--- Data to use Enclosed Below ---

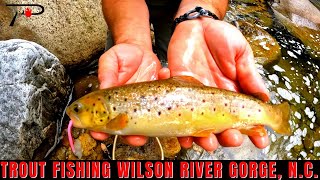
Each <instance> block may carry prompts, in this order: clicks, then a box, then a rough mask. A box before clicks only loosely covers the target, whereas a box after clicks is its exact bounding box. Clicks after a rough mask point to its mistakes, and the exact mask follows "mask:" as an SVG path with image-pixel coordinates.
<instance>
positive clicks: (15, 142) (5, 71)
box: [0, 39, 72, 160]
mask: <svg viewBox="0 0 320 180" xmlns="http://www.w3.org/2000/svg"><path fill="white" fill-rule="evenodd" d="M0 79H1V81H0V159H6V160H8V159H11V160H13V159H14V160H20V159H24V160H29V159H43V158H44V157H45V156H46V154H47V153H48V151H49V149H50V148H51V147H52V146H53V145H55V144H56V143H57V141H58V139H59V138H58V137H59V134H60V131H61V130H60V129H61V124H62V119H63V115H64V110H65V107H66V105H67V103H68V101H69V99H70V98H69V96H70V94H71V91H72V85H71V80H70V78H69V76H68V75H67V74H66V71H65V69H64V66H62V65H61V64H60V62H59V60H58V58H57V57H55V56H54V55H53V54H51V53H50V52H49V51H48V50H46V49H45V48H43V47H42V46H40V45H38V44H36V43H33V42H30V41H26V40H20V39H12V40H7V41H0Z"/></svg>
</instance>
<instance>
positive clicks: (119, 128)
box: [106, 114, 128, 130]
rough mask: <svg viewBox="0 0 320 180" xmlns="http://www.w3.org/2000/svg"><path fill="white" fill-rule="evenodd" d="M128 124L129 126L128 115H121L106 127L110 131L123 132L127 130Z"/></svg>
mask: <svg viewBox="0 0 320 180" xmlns="http://www.w3.org/2000/svg"><path fill="white" fill-rule="evenodd" d="M127 124H128V115H127V114H119V115H118V116H116V117H115V118H113V119H111V121H110V122H109V123H108V124H107V125H106V126H107V128H108V129H112V130H121V129H123V128H125V127H126V126H127Z"/></svg>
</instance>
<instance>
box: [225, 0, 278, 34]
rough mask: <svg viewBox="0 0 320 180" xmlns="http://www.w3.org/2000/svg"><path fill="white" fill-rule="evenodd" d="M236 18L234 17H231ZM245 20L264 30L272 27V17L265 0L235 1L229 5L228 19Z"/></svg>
mask: <svg viewBox="0 0 320 180" xmlns="http://www.w3.org/2000/svg"><path fill="white" fill-rule="evenodd" d="M230 16H234V17H232V18H231V17H230ZM229 18H231V19H234V20H239V19H241V20H245V21H247V22H249V23H251V24H257V25H259V26H261V27H264V28H269V27H271V26H272V23H273V20H272V15H271V14H270V13H269V12H268V6H267V4H266V3H265V1H264V0H244V1H243V0H234V1H231V2H230V3H229V9H228V12H227V16H226V19H229Z"/></svg>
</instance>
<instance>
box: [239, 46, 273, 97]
mask: <svg viewBox="0 0 320 180" xmlns="http://www.w3.org/2000/svg"><path fill="white" fill-rule="evenodd" d="M236 66H237V76H238V81H239V85H240V87H241V89H242V90H243V91H244V93H246V94H260V95H259V98H260V99H261V100H262V101H265V102H267V101H269V99H270V96H269V92H268V89H267V88H266V86H265V84H264V81H263V79H262V77H261V76H260V74H259V73H258V71H257V69H256V67H255V63H254V62H253V54H252V50H251V48H250V46H249V45H247V48H245V50H244V52H242V53H241V56H239V58H238V59H237V65H236Z"/></svg>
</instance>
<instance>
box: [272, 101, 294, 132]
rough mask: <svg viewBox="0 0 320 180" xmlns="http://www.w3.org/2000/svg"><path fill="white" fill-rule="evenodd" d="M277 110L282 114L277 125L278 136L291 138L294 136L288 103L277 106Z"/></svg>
mask: <svg viewBox="0 0 320 180" xmlns="http://www.w3.org/2000/svg"><path fill="white" fill-rule="evenodd" d="M275 109H276V111H277V112H278V113H281V116H280V118H279V119H277V121H278V122H277V125H276V127H275V128H274V131H275V132H276V133H278V134H282V135H287V136H290V135H291V134H292V131H291V127H290V124H289V120H290V105H289V103H288V102H283V103H281V104H278V105H275Z"/></svg>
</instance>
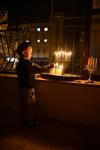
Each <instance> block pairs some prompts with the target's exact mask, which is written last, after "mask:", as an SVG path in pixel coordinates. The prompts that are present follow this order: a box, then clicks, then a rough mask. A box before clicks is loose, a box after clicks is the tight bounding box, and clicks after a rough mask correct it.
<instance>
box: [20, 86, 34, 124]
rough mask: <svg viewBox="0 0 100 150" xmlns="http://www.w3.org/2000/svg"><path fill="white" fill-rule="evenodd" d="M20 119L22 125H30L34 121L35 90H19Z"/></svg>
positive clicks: (31, 88)
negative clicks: (19, 98) (21, 121)
mask: <svg viewBox="0 0 100 150" xmlns="http://www.w3.org/2000/svg"><path fill="white" fill-rule="evenodd" d="M21 118H22V121H23V123H25V124H28V125H31V124H32V123H33V122H34V121H35V119H36V97H35V89H34V88H30V89H25V88H21Z"/></svg>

--- End of Enclosed Data to use ---

Exercise objective: Render every line of the data above as a JSON list of strings, one string per line, with blank lines left out. Omit the pictures.

Solution to the problem:
[
  "Each <instance> block may carry prompts, in this order: clicks, then a box, then a rough mask. A box before clicks only loosely covers the target, whereas a box after clicks is its exact bounding box. Clicks after a rough mask point to its mistakes, and the exact mask follows \"mask:\" as an SVG path with image-pixel coordinates.",
  "<instance>",
  "positive clicks: (15, 142) (5, 71)",
  "box: [0, 39, 72, 160]",
  "mask: <svg viewBox=\"0 0 320 180\" xmlns=\"http://www.w3.org/2000/svg\"><path fill=\"white\" fill-rule=\"evenodd\" d=\"M0 79H1V81H0V159H6V160H8V159H11V160H13V159H14V160H20V159H24V160H29V159H43V158H44V157H45V156H46V154H47V153H48V151H49V149H50V148H51V147H52V146H53V145H55V144H56V143H57V141H58V139H59V138H58V137H59V134H60V131H61V130H60V129H61V124H62V119H63V115H64V110H65V107H66V105H67V103H68V101H69V99H70V98H69V96H70V94H71V91H72V85H71V80H70V78H69V76H68V75H67V74H66V71H65V69H64V66H62V65H61V64H60V62H59V60H58V58H57V57H55V56H54V55H53V54H51V53H50V52H49V51H48V50H46V49H45V48H43V47H42V46H40V45H38V44H36V43H33V42H30V41H26V40H20V39H12V40H7V41H0Z\"/></svg>",
  "</instance>",
  "<instance>",
  "positive clicks: (119, 128)",
  "box: [106, 114, 128, 130]",
  "rough mask: <svg viewBox=\"0 0 320 180\" xmlns=\"http://www.w3.org/2000/svg\"><path fill=\"white\" fill-rule=\"evenodd\" d=\"M128 124L129 126L128 115H121L106 127L110 131L123 132L127 130Z\"/></svg>",
  "mask: <svg viewBox=\"0 0 320 180\" xmlns=\"http://www.w3.org/2000/svg\"><path fill=\"white\" fill-rule=\"evenodd\" d=\"M127 124H128V115H127V114H119V115H118V116H116V117H115V118H113V119H111V121H110V122H109V123H108V124H107V125H106V126H107V128H108V129H112V130H121V129H123V128H125V127H126V126H127Z\"/></svg>",
  "</instance>",
  "<instance>",
  "box: [225, 0, 278, 34]",
  "rough mask: <svg viewBox=\"0 0 320 180\" xmlns=\"http://www.w3.org/2000/svg\"><path fill=\"white\" fill-rule=\"evenodd\" d=\"M236 18L234 17H231ZM245 20L264 30L272 27V17L265 0L235 1L229 5L228 19Z\"/></svg>",
  "mask: <svg viewBox=\"0 0 320 180\" xmlns=\"http://www.w3.org/2000/svg\"><path fill=\"white\" fill-rule=\"evenodd\" d=\"M230 16H234V17H232V18H231V17H230ZM229 18H231V19H234V20H239V19H241V20H245V21H247V22H249V23H251V24H257V25H259V26H261V27H264V28H269V27H271V26H272V23H273V20H272V15H271V14H270V13H269V12H268V6H267V4H266V3H265V1H264V0H244V1H243V0H234V1H231V2H230V3H229V9H228V12H227V16H226V19H229Z\"/></svg>",
  "</instance>",
  "<instance>",
  "box: [239, 46, 273, 97]",
  "mask: <svg viewBox=\"0 0 320 180\" xmlns=\"http://www.w3.org/2000/svg\"><path fill=\"white\" fill-rule=\"evenodd\" d=\"M236 66H237V76H238V81H239V85H240V87H241V89H242V90H243V91H244V93H246V94H260V95H259V98H260V99H261V100H262V101H265V102H267V101H269V99H270V96H269V92H268V89H267V88H266V86H265V84H264V81H263V79H262V77H261V76H260V74H259V73H258V71H257V69H256V67H255V63H254V62H253V54H252V50H251V48H250V46H249V45H247V48H245V50H244V52H242V53H241V56H239V58H238V59H237V65H236Z\"/></svg>",
  "</instance>",
  "<instance>",
  "box: [272, 101, 294, 132]",
  "rough mask: <svg viewBox=\"0 0 320 180\" xmlns=\"http://www.w3.org/2000/svg\"><path fill=\"white\" fill-rule=\"evenodd\" d=\"M277 110L282 114L277 125L278 136L291 138L294 136L288 103L277 106Z\"/></svg>",
  "mask: <svg viewBox=\"0 0 320 180\" xmlns=\"http://www.w3.org/2000/svg\"><path fill=\"white\" fill-rule=\"evenodd\" d=\"M275 109H276V111H277V112H278V113H281V116H280V118H279V119H277V121H278V122H277V125H276V127H275V128H274V131H275V132H276V133H278V134H282V135H287V136H290V135H291V134H292V131H291V127H290V124H289V120H290V105H289V103H288V102H283V103H281V104H278V105H275Z\"/></svg>",
  "</instance>",
  "Each <instance> block pairs some prompts with the target's exact mask, which is written last, after \"mask:\", as an SVG path in pixel coordinates. The prompts that are present follow this order: a box, then clicks, then a rough mask. A box before clicks is loose, a box after clicks is the tight bounding box, and clicks after a rough mask correct it.",
  "<instance>",
  "box: [20, 86, 34, 124]",
  "rough mask: <svg viewBox=\"0 0 100 150\" xmlns=\"http://www.w3.org/2000/svg\"><path fill=\"white\" fill-rule=\"evenodd\" d=\"M20 119L22 125H30L34 121L35 90H19Z\"/></svg>",
  "positive clicks: (31, 88)",
  "negative clicks: (19, 98) (21, 121)",
  "mask: <svg viewBox=\"0 0 100 150\" xmlns=\"http://www.w3.org/2000/svg\"><path fill=\"white\" fill-rule=\"evenodd\" d=\"M21 118H22V121H23V123H25V124H28V125H31V124H32V123H33V122H34V121H35V119H36V97H35V89H34V88H30V89H25V88H21Z\"/></svg>"
]